## start Excerpted data

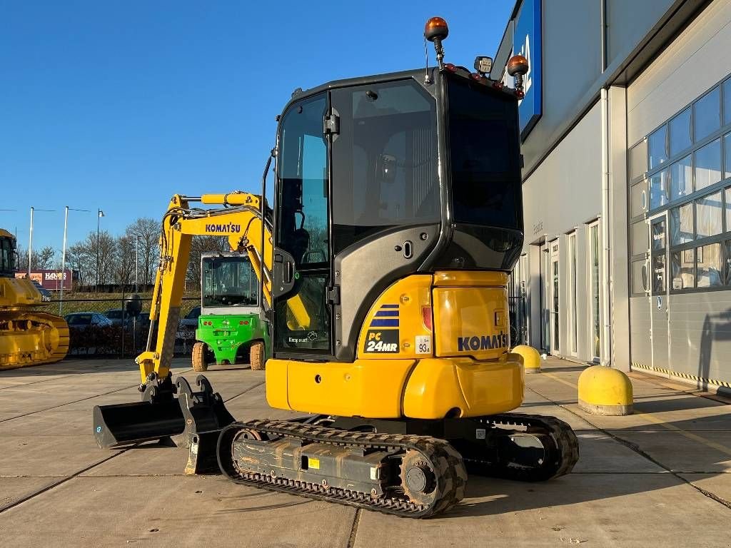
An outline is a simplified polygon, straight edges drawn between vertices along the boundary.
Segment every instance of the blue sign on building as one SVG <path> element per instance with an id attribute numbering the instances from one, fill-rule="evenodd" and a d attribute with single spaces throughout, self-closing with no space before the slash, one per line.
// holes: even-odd
<path id="1" fill-rule="evenodd" d="M 526 96 L 520 103 L 520 140 L 525 140 L 541 117 L 543 108 L 541 52 L 541 1 L 523 0 L 515 18 L 513 34 L 513 54 L 520 53 L 528 59 L 528 73 L 523 78 Z"/>

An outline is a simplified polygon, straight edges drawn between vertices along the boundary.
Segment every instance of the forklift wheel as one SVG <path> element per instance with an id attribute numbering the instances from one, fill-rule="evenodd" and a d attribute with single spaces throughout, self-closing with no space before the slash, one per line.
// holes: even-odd
<path id="1" fill-rule="evenodd" d="M 249 362 L 252 371 L 263 371 L 266 365 L 264 359 L 264 343 L 258 341 L 251 345 L 249 350 Z"/>
<path id="2" fill-rule="evenodd" d="M 196 343 L 193 345 L 193 370 L 205 371 L 208 369 L 206 362 L 205 343 Z"/>

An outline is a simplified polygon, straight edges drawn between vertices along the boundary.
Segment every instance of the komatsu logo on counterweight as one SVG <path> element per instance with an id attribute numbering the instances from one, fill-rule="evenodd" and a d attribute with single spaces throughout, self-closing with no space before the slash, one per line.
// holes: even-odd
<path id="1" fill-rule="evenodd" d="M 492 350 L 507 346 L 507 333 L 501 331 L 497 335 L 483 335 L 480 337 L 458 337 L 458 352 L 469 352 L 470 350 Z"/>
<path id="2" fill-rule="evenodd" d="M 224 223 L 223 224 L 214 224 L 210 223 L 205 225 L 205 232 L 219 232 L 223 234 L 231 234 L 241 232 L 241 225 L 235 223 Z"/>

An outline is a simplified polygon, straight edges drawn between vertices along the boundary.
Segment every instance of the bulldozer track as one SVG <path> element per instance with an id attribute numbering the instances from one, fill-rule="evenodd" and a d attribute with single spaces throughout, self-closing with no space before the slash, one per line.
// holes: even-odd
<path id="1" fill-rule="evenodd" d="M 232 442 L 238 432 L 246 430 L 362 449 L 387 451 L 413 449 L 419 452 L 433 465 L 437 482 L 436 490 L 440 495 L 431 504 L 417 504 L 406 500 L 403 493 L 400 493 L 399 496 L 383 495 L 376 498 L 369 492 L 323 487 L 319 484 L 240 470 L 233 461 L 231 445 L 227 442 Z M 235 422 L 224 428 L 219 438 L 218 454 L 221 471 L 236 483 L 404 517 L 428 517 L 448 510 L 464 497 L 467 483 L 467 473 L 459 453 L 444 440 L 423 435 L 378 434 L 287 421 L 254 420 Z"/>
<path id="2" fill-rule="evenodd" d="M 42 341 L 41 341 L 39 346 L 46 351 L 45 355 L 31 357 L 28 356 L 27 353 L 17 352 L 6 357 L 7 363 L 5 365 L 0 365 L 0 370 L 15 369 L 29 365 L 55 363 L 60 362 L 66 357 L 66 354 L 69 351 L 69 326 L 66 323 L 66 320 L 60 316 L 35 311 L 18 313 L 4 311 L 0 313 L 0 320 L 8 321 L 31 321 L 34 324 L 44 326 L 42 328 L 42 331 L 50 329 L 55 330 L 57 335 L 57 340 L 54 341 L 54 345 L 50 349 L 47 349 Z M 0 332 L 0 337 L 12 337 L 13 332 Z M 22 333 L 23 332 L 20 332 Z"/>

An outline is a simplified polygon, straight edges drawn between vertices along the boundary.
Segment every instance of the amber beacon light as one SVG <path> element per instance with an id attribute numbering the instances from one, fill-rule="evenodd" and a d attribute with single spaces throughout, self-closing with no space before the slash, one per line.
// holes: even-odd
<path id="1" fill-rule="evenodd" d="M 521 55 L 513 56 L 505 67 L 507 73 L 515 79 L 515 90 L 523 94 L 523 77 L 528 72 L 528 59 Z"/>
<path id="2" fill-rule="evenodd" d="M 447 38 L 449 34 L 450 28 L 447 26 L 447 21 L 441 17 L 431 18 L 424 26 L 424 38 L 434 43 L 436 62 L 439 65 L 439 69 L 444 67 L 444 49 L 442 47 L 442 41 Z"/>

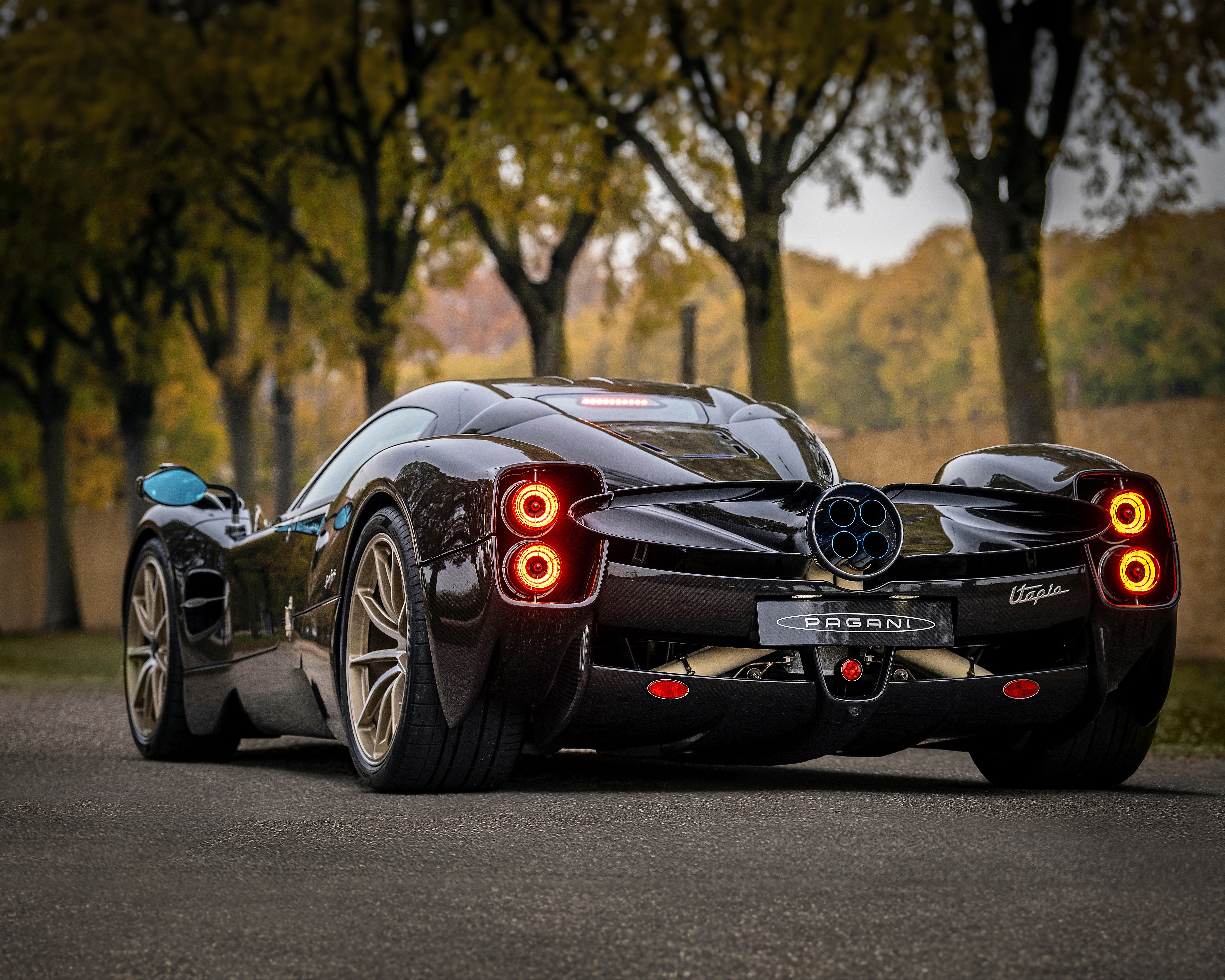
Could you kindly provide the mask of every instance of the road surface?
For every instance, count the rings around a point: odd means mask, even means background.
[[[120,691],[7,691],[0,975],[1220,978],[1223,794],[1225,761],[1007,791],[910,750],[382,796],[332,742],[143,762]]]

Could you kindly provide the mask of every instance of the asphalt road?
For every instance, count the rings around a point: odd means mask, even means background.
[[[380,796],[331,742],[142,762],[119,691],[0,692],[0,975],[1220,978],[1223,793],[910,750]]]

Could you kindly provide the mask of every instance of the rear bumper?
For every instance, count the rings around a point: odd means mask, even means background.
[[[839,701],[817,681],[684,677],[690,692],[664,701],[647,691],[659,674],[594,666],[560,745],[692,761],[784,763],[831,752],[883,755],[926,740],[1049,725],[1084,701],[1083,665],[1020,675],[888,681],[871,701]],[[1038,681],[1024,701],[1003,693],[1018,676]]]
[[[1039,590],[1044,598],[1024,600]],[[867,592],[849,592],[823,582],[691,575],[609,562],[598,619],[601,627],[663,639],[755,646],[758,600],[894,595],[951,601],[958,642],[968,642],[1084,620],[1093,608],[1094,588],[1083,565],[1030,576],[887,582]]]
[[[1129,674],[1169,659],[1174,650],[1175,608],[1107,606],[1085,566],[1031,576],[891,582],[848,592],[821,582],[702,576],[610,562],[594,628],[601,635],[760,647],[757,603],[788,598],[943,599],[953,608],[959,644],[1024,635],[1009,642],[1023,649],[1033,644],[1040,653],[1042,637],[1074,637],[1080,654],[1057,665],[1035,658],[1033,670],[1020,664],[991,676],[888,679],[875,696],[854,701],[832,696],[824,677],[813,673],[804,680],[778,681],[684,676],[677,679],[688,693],[663,701],[647,691],[659,674],[583,663],[576,647],[578,659],[570,670],[575,682],[564,692],[571,706],[565,725],[550,730],[538,751],[584,747],[692,761],[789,763],[832,752],[884,755],[929,741],[952,744],[1030,729],[1071,734],[1098,714],[1110,692],[1122,685],[1127,693]],[[1024,673],[1014,673],[1023,668]],[[1036,681],[1038,693],[1007,697],[1003,686],[1019,677]],[[1145,704],[1143,710],[1152,707],[1155,715],[1164,686],[1156,684],[1153,693],[1155,707]]]

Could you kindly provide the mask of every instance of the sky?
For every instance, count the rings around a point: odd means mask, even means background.
[[[1225,203],[1225,148],[1193,147],[1199,189],[1192,207]],[[845,268],[865,273],[897,262],[935,227],[969,224],[969,207],[953,184],[953,162],[947,152],[929,157],[908,194],[893,196],[880,179],[861,187],[862,206],[826,207],[827,191],[815,180],[799,184],[791,209],[783,218],[783,247],[833,258]],[[1083,174],[1056,168],[1046,209],[1046,230],[1090,228],[1082,208]]]

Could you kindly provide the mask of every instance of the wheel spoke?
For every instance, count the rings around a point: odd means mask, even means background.
[[[370,650],[370,653],[364,653],[360,657],[354,657],[349,660],[349,666],[370,666],[372,664],[399,664],[401,663],[402,649],[399,647],[388,647],[382,650]]]
[[[148,715],[149,709],[149,697],[148,697],[148,685],[149,675],[153,673],[153,665],[157,663],[152,657],[141,664],[141,673],[136,675],[136,684],[132,685],[134,695],[132,703],[138,704],[141,710]]]
[[[366,615],[370,617],[370,621],[382,630],[382,632],[387,633],[387,636],[401,639],[402,637],[399,635],[398,624],[387,615],[387,611],[379,604],[379,600],[375,599],[374,590],[359,586],[355,592],[358,598],[361,600],[361,605],[366,610]]]
[[[396,682],[396,677],[399,676],[399,668],[392,668],[386,674],[379,677],[372,685],[370,685],[370,693],[366,695],[366,703],[361,707],[361,714],[358,717],[359,725],[369,725],[375,720],[375,714],[383,699],[383,696],[391,690],[391,686]]]
[[[136,614],[136,625],[140,626],[141,633],[148,639],[153,639],[153,624],[149,620],[148,610],[145,609],[143,597],[132,597],[132,612]]]

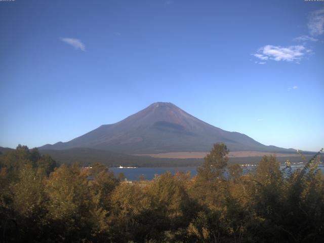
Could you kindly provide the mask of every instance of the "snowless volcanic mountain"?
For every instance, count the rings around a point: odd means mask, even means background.
[[[239,133],[227,132],[188,114],[171,103],[157,102],[120,122],[102,125],[67,142],[47,144],[40,149],[84,147],[127,154],[205,152],[216,142],[230,151],[290,152],[266,146]]]

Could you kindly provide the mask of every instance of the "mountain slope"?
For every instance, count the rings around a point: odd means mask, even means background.
[[[291,152],[265,146],[239,133],[227,132],[193,116],[171,103],[157,102],[117,123],[102,125],[67,142],[40,149],[90,148],[128,154],[208,151],[217,142],[231,151]]]

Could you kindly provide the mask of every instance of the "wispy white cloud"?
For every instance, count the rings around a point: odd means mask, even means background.
[[[263,56],[263,55],[261,55],[261,54],[253,54],[253,56],[261,60],[268,60],[268,59],[269,58],[268,57],[266,57],[265,56]]]
[[[307,25],[311,35],[320,35],[324,33],[324,8],[311,13]]]
[[[318,39],[314,38],[313,37],[309,36],[308,35],[301,35],[300,36],[296,37],[294,38],[294,40],[296,42],[317,42]]]
[[[80,49],[84,52],[86,51],[86,46],[85,44],[79,39],[67,37],[61,37],[60,39],[62,42],[72,46],[76,49]]]
[[[298,62],[309,52],[303,46],[290,46],[287,47],[268,45],[260,48],[254,56],[261,60],[274,60]],[[265,58],[267,58],[266,59]]]

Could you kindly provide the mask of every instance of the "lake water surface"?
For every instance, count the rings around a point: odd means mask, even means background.
[[[293,167],[292,170],[293,171],[295,170],[297,168],[302,168],[303,166]],[[255,168],[256,167],[253,166],[244,167],[242,168],[243,173],[247,174]],[[280,169],[282,168],[283,167],[280,167]],[[322,165],[319,166],[318,169],[320,169],[322,172],[324,171],[324,167]],[[123,173],[127,179],[131,181],[139,180],[139,177],[142,175],[144,176],[147,180],[152,180],[154,178],[155,174],[161,175],[167,171],[170,171],[173,175],[178,171],[185,173],[189,171],[190,172],[191,177],[197,174],[196,167],[139,167],[134,169],[112,168],[109,168],[109,170],[113,172],[115,176],[117,176],[120,173]]]

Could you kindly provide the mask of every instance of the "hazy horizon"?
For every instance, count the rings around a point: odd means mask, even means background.
[[[17,0],[0,20],[0,146],[160,101],[266,145],[324,146],[324,2]]]

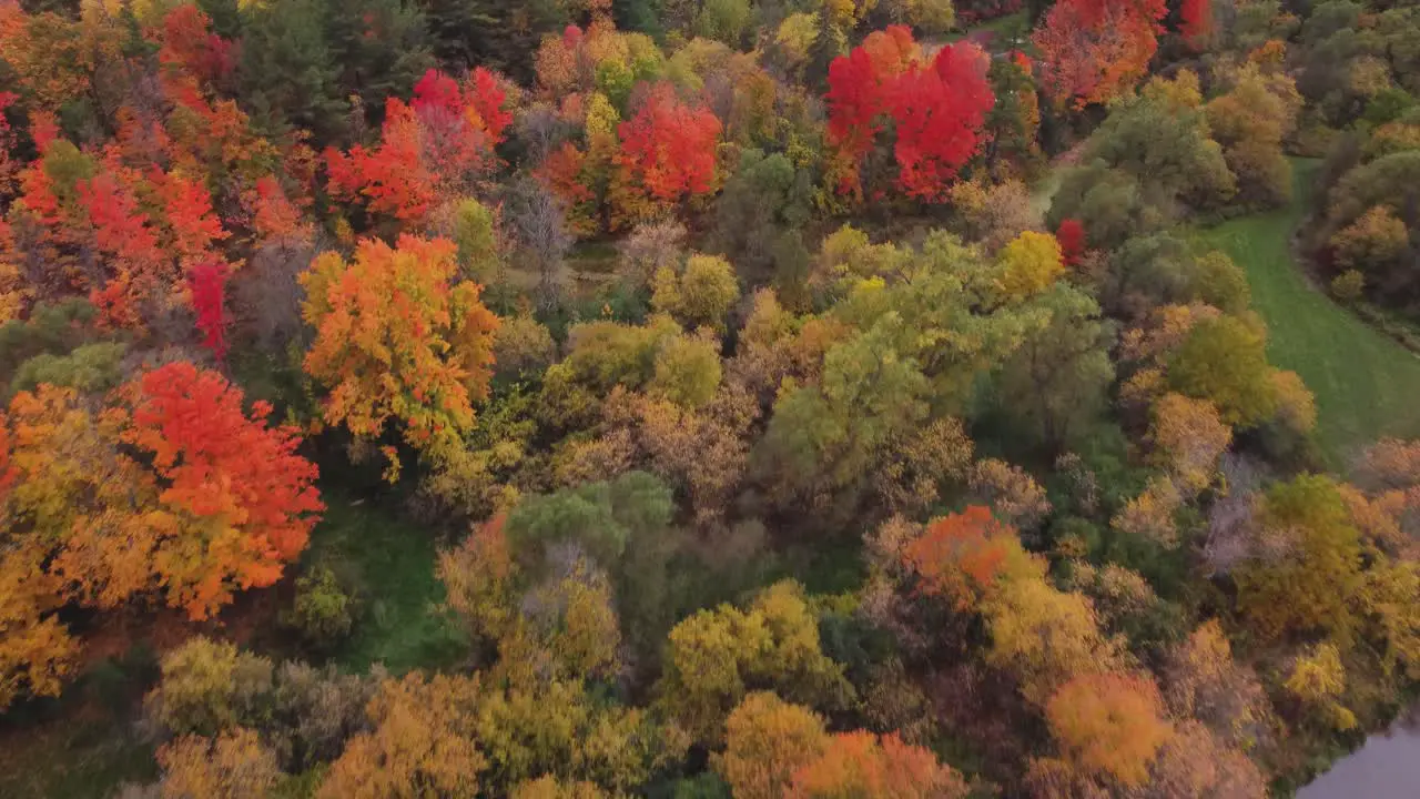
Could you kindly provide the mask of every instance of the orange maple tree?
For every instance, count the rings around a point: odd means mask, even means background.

## end Excerpted data

## Work to do
Copy out word for word the part of the listing above that opens with the line containing "orange maple tree?" and runs through the listing's final line.

## Answer to the problem
Could you kindly provide the mask of every instance of the orange maple tree?
For every instance, count the rings around a point: odd means mask, even means background.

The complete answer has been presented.